Exercise requirements: Will you quote only the lines starting at the one that contains "For full credit, report the bounding box of the front hitch" and ending with the last line of the listing below, inclusive?

The input:
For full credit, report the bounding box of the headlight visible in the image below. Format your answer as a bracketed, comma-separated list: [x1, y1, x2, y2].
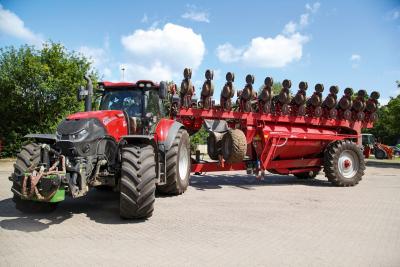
[71, 129, 88, 141]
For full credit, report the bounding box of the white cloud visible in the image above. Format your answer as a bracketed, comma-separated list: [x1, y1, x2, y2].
[285, 2, 320, 34]
[300, 13, 309, 26]
[306, 2, 321, 13]
[350, 54, 361, 68]
[78, 37, 114, 79]
[0, 4, 43, 46]
[283, 21, 297, 34]
[217, 3, 319, 68]
[141, 14, 148, 23]
[79, 46, 107, 67]
[181, 5, 210, 23]
[121, 62, 173, 81]
[216, 43, 244, 63]
[121, 23, 205, 81]
[350, 54, 361, 61]
[217, 34, 309, 68]
[242, 34, 309, 68]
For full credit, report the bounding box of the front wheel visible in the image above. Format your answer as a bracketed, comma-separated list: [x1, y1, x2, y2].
[11, 143, 58, 213]
[323, 140, 365, 186]
[157, 129, 191, 195]
[120, 144, 156, 219]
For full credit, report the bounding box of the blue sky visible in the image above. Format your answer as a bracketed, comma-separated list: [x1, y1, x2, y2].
[0, 0, 399, 104]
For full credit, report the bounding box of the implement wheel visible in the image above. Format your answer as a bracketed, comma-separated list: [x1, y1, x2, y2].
[120, 144, 156, 219]
[207, 132, 224, 160]
[222, 129, 247, 163]
[157, 129, 191, 195]
[323, 140, 365, 186]
[11, 143, 58, 213]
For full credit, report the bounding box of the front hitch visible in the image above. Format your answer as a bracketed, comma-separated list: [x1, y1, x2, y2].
[12, 146, 66, 203]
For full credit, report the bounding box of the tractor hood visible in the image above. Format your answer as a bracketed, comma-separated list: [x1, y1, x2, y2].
[68, 110, 124, 123]
[64, 110, 128, 141]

Response:
For full credit, report the bounding box of the front hitch visible in the image above. Format your answer as a bracketed, comma-separated list: [x1, y1, x2, y2].
[12, 146, 66, 203]
For full credit, report the bounding box of the tractor hood visible in the image above. Format your answer as a bracketed, comma-separated list: [x1, y1, x2, y2].
[68, 110, 124, 123]
[64, 110, 128, 141]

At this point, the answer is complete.